An exact copy of the records is required, minus the pictures they hold.
= = = = = = =
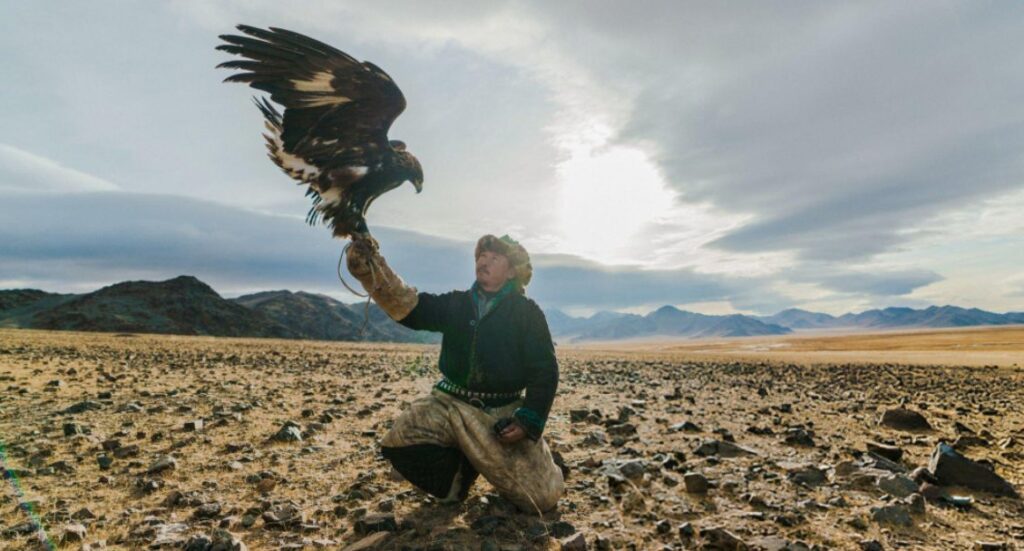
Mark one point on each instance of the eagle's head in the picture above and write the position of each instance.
(410, 165)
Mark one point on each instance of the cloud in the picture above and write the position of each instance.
(881, 284)
(102, 238)
(22, 171)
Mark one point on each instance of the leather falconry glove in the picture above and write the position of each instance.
(386, 288)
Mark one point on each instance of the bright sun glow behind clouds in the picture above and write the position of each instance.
(607, 196)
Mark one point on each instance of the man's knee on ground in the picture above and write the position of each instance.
(427, 466)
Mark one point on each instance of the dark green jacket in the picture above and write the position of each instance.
(509, 349)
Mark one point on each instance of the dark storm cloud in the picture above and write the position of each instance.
(840, 127)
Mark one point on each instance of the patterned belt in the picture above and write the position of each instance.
(473, 396)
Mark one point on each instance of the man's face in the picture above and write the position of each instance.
(493, 270)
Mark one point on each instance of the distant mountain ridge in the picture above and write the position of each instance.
(932, 316)
(187, 306)
(665, 322)
(184, 305)
(669, 321)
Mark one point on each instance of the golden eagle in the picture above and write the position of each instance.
(333, 134)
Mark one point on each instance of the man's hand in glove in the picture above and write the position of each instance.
(511, 433)
(366, 264)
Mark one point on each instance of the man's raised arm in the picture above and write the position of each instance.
(402, 303)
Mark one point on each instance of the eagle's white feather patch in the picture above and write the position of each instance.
(293, 165)
(330, 198)
(316, 101)
(320, 83)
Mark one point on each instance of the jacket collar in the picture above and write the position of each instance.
(475, 291)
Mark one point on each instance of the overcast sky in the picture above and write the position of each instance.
(721, 157)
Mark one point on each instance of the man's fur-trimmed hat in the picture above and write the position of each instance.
(509, 248)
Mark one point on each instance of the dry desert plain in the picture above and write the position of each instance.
(134, 441)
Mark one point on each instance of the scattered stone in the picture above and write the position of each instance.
(74, 533)
(576, 542)
(808, 475)
(169, 535)
(722, 540)
(370, 542)
(561, 528)
(951, 468)
(722, 449)
(83, 407)
(990, 546)
(896, 514)
(163, 464)
(209, 510)
(289, 432)
(225, 541)
(892, 453)
(799, 436)
(685, 426)
(579, 416)
(376, 522)
(695, 482)
(200, 542)
(71, 429)
(898, 485)
(284, 515)
(126, 452)
(902, 419)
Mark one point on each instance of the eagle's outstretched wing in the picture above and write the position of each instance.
(333, 134)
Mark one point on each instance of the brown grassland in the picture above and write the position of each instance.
(143, 389)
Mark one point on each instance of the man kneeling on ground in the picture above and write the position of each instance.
(496, 343)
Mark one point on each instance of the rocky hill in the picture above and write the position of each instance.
(322, 318)
(184, 305)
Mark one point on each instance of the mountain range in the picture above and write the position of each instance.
(184, 305)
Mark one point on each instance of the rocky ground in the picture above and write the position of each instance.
(126, 441)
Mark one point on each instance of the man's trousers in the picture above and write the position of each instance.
(439, 443)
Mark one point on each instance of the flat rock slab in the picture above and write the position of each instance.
(951, 468)
(903, 419)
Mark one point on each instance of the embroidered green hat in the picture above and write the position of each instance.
(509, 248)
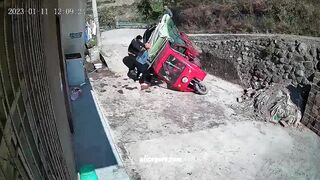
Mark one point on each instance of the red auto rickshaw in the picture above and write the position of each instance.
(174, 60)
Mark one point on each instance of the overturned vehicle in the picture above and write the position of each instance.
(172, 58)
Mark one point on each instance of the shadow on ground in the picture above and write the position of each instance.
(91, 145)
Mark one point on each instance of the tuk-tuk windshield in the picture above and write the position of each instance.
(172, 69)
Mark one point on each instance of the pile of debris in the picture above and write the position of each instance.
(276, 103)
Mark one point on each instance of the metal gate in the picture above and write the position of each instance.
(29, 143)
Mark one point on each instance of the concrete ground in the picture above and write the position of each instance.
(164, 134)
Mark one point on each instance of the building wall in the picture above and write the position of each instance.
(35, 136)
(74, 23)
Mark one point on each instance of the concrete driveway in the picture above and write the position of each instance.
(164, 134)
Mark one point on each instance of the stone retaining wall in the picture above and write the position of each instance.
(257, 61)
(262, 59)
(311, 116)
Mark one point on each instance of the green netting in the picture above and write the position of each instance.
(157, 5)
(88, 172)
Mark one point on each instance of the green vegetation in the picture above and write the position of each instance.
(299, 17)
(151, 10)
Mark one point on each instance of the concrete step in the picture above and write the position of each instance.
(112, 173)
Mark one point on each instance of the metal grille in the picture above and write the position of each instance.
(29, 143)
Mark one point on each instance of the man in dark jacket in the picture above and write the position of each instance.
(136, 47)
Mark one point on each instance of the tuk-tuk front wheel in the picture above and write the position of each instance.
(200, 88)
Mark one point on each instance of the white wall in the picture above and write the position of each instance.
(72, 24)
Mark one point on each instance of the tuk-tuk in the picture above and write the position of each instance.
(173, 58)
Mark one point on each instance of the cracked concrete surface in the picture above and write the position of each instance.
(164, 134)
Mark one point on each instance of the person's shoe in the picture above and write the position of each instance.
(144, 86)
(132, 74)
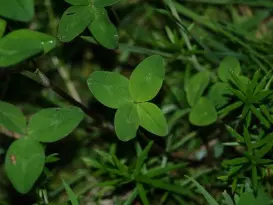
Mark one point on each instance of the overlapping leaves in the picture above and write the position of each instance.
(22, 44)
(25, 157)
(92, 15)
(130, 97)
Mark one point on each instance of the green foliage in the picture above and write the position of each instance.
(3, 25)
(22, 44)
(71, 194)
(12, 118)
(213, 117)
(147, 79)
(91, 14)
(203, 113)
(103, 30)
(152, 119)
(19, 10)
(218, 94)
(25, 157)
(53, 124)
(104, 3)
(130, 96)
(196, 87)
(126, 121)
(74, 21)
(24, 163)
(227, 65)
(109, 88)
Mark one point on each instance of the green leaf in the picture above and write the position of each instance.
(109, 88)
(218, 94)
(130, 199)
(78, 2)
(262, 197)
(18, 10)
(126, 122)
(142, 194)
(72, 196)
(203, 113)
(227, 65)
(207, 196)
(104, 3)
(247, 198)
(22, 44)
(103, 29)
(24, 163)
(3, 25)
(227, 198)
(12, 118)
(152, 119)
(52, 124)
(147, 78)
(196, 87)
(74, 21)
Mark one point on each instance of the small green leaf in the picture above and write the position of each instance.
(22, 44)
(74, 21)
(52, 124)
(203, 113)
(196, 87)
(227, 65)
(147, 79)
(103, 29)
(18, 10)
(3, 25)
(126, 121)
(12, 118)
(24, 163)
(142, 194)
(152, 119)
(71, 195)
(78, 2)
(218, 94)
(104, 3)
(227, 198)
(247, 198)
(207, 196)
(109, 88)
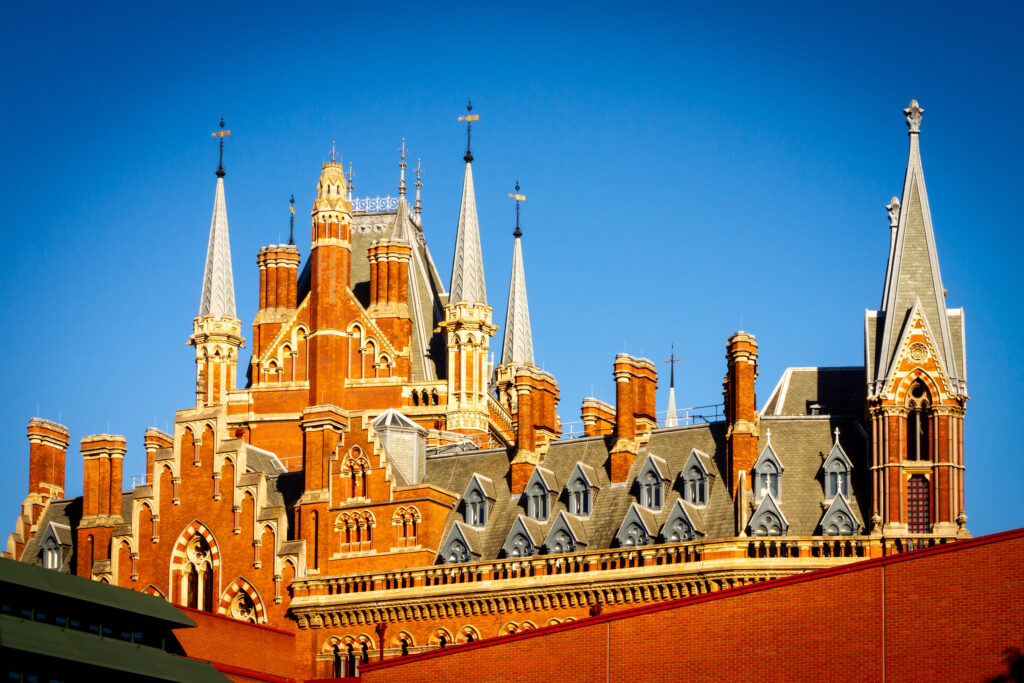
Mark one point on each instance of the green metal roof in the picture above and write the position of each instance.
= = = = = = =
| FULL OUTPUT |
Mark one point on each instance of the eagle's head in the picture above and write the position of each instance.
(410, 165)
Mark one point on each instance of the cloud in the picture above and write the position of each instance.
(881, 284)
(102, 238)
(22, 171)
Mark one point on each instance of the leather falconry glove in the picture above and write the position of each instance.
(386, 288)
Mark one point on each instance of the bright sun glow behind clouds in the picture above and write the position of each instance.
(607, 196)
Mark one point on each instance of the man's knee on ground in the picture above and write the position of each instance.
(427, 466)
Mark one point on each instance of the dark green jacket in the picture above and write the position of each instance.
(509, 349)
Mark one point on each instance of the dark storm cloud in the picture above and write the position of each instance.
(840, 127)
Mark one point on each instance of the patterned belt in the picture above and write the position of each instance.
(473, 396)
Mark one point on each instance of the man's face in the picture above and write the position of each instance.
(493, 270)
Mark one point on each instance of the distant mountain ridge in the picture above and write the position of each instance.
(932, 316)
(187, 306)
(665, 322)
(184, 305)
(669, 321)
Mark one point on each instance of the golden eagle in the picture above and write the position of each instance.
(333, 134)
Mark one point on each instance of the man's hand in glove in the picture above and write the position of each instance.
(511, 433)
(366, 264)
Mark one point on each instance of the man's raised arm in the picture above and write the position of each instance.
(402, 303)
Mark one point on each instance of the eagle's white feather patch in the picture above and write the position of each instance.
(293, 165)
(330, 198)
(316, 101)
(320, 83)
Mark one point on each instance of the jacket collar in the picture above and write the position of each instance.
(475, 291)
Mark one point on each instance of the overcast sky in the picture above and write the position of each instance.
(721, 157)
Mark one point on each instance of the man's fur-trimmed hat in the picture above and write the position of each instance.
(509, 248)
Mark one point on each instance of the dry desert plain in the picture above and write the position of each instance.
(134, 441)
Mark one point on each instance of the scattered stone in the picture above and write the position of each instance.
(74, 533)
(576, 542)
(808, 475)
(169, 535)
(722, 540)
(370, 542)
(561, 528)
(951, 468)
(722, 449)
(83, 407)
(990, 546)
(896, 514)
(163, 464)
(209, 510)
(289, 432)
(225, 541)
(892, 453)
(799, 436)
(685, 426)
(579, 416)
(376, 522)
(695, 482)
(200, 542)
(71, 429)
(898, 485)
(284, 515)
(126, 452)
(902, 419)
Mark one point on each instance of the eagle's outstretched wing in the picture above and write the position of each instance.
(333, 134)
Mark one point on each instance of the brown grassland in the picture above and write the position of each instance.
(143, 389)
Mark one point on each instance of the man kneeling on ground in the picture above and write the position of each instance.
(496, 343)
Mark one point on each instance of the rocky hill in the picture above and write the position of each instance.
(322, 318)
(184, 305)
Mark one point on each instance of the mountain range in the picture above and write the position of each instance.
(184, 305)
Mark one point on each instance of the rocky ground in the picture above and write the position of each instance.
(126, 441)
Mark one point on each instance of the man's trousers in the picture above and write the position of each instance.
(439, 443)
Mark one point on each instance of the flat rock slab in the picture above and write the position of each instance.
(951, 468)
(903, 419)
Mark one point on each instance of the embroidered green hat in the picture above and write the position of each instance.
(509, 248)
Mark one point on each instance of the red auto rickshaw in the picture above and write the position of each instance.
(174, 60)
Mark one point on each instance of the overturned vehicle in the picture above and write the position of each instance.
(172, 58)
Mark one point on each instance of the shadow on ground in the picture above and write the position of each instance.
(91, 145)
Mark one point on each instance of the tuk-tuk windshield in the picture above and write the position of each instance.
(172, 69)
Mark one point on each instance of the pile of debris in the picture above and write the position of each instance.
(276, 103)
Mark one point on each instance of the metal gate in the picture above and write the position of each instance.
(29, 143)
Mark one point on each instance of the concrete ground in the picture above and write the position of each instance.
(164, 134)
Mark one point on each instance of the building wall in the picture above and write the position of each instance.
(35, 136)
(74, 23)
Mark one point on each instance of the concrete driveway in the picture above and write the position of each instance.
(164, 134)
Mark one point on each instance of the stone retaining wall in the picture above and write the position of each instance.
(257, 61)
(262, 59)
(311, 116)
Mark one point on each instance of the green netting in the picture above and write the position of each instance.
(157, 5)
(88, 172)
Mark one point on each instance of the green vegetation in the picture above and write the position of each instance.
(299, 17)
(151, 10)
Mark one point on each instance of the concrete step in the picture above and write the position of each instance.
(112, 173)
Mark one point on each instance of the metal grille in the picture above and write the position of each instance.
(29, 143)
Mark one point on each instance of the man in dark jacket in the picture above and write the position of each instance.
(136, 47)
Mark one point on each instance of the tuk-tuk front wheel in the picture above and write the position of each instance.
(200, 88)
Mark one point on each instance of the white wall in the picture above and write the position of each instance.
(72, 24)
Mark one point on each instance of the tuk-tuk in the picture above and write the position of each instance.
(173, 58)
Mark one point on each instance of the cracked concrete surface in the picture above and write the position of each instance.
(164, 134)
Mark one point on each instance of the person's shoe in the picture above and write the position of each instance.
(144, 86)
(132, 74)
Mark one point on each instance of the overlapping leaves in the picture above and write the position of each instance.
(22, 44)
(25, 157)
(92, 15)
(130, 97)
Mark one point on each instance of the green foliage in the picture above and write the position of each instance.
(3, 25)
(22, 44)
(71, 194)
(12, 118)
(213, 117)
(147, 79)
(91, 14)
(203, 113)
(103, 30)
(152, 119)
(19, 10)
(218, 94)
(25, 157)
(53, 124)
(104, 3)
(130, 96)
(196, 87)
(126, 121)
(74, 21)
(24, 163)
(227, 65)
(109, 88)
Mark one point on each instance of the green leaf in the picture above and write the position of each instance.
(109, 88)
(218, 94)
(130, 199)
(78, 2)
(262, 197)
(18, 10)
(126, 122)
(142, 194)
(72, 196)
(203, 113)
(227, 65)
(207, 196)
(104, 3)
(247, 198)
(22, 44)
(103, 29)
(24, 163)
(3, 25)
(227, 198)
(12, 118)
(152, 119)
(52, 124)
(147, 78)
(196, 87)
(74, 21)
Mark one point on each instance of the small green leaf in the picture above and write the position of each instance.
(22, 44)
(74, 21)
(52, 124)
(203, 113)
(196, 87)
(227, 65)
(147, 79)
(103, 29)
(18, 10)
(3, 25)
(126, 121)
(12, 118)
(24, 163)
(142, 194)
(152, 119)
(71, 195)
(78, 2)
(218, 94)
(104, 3)
(227, 198)
(247, 198)
(207, 196)
(109, 88)
Mark one point on each instance of the green metal roof in the picture above and write the position of each instance.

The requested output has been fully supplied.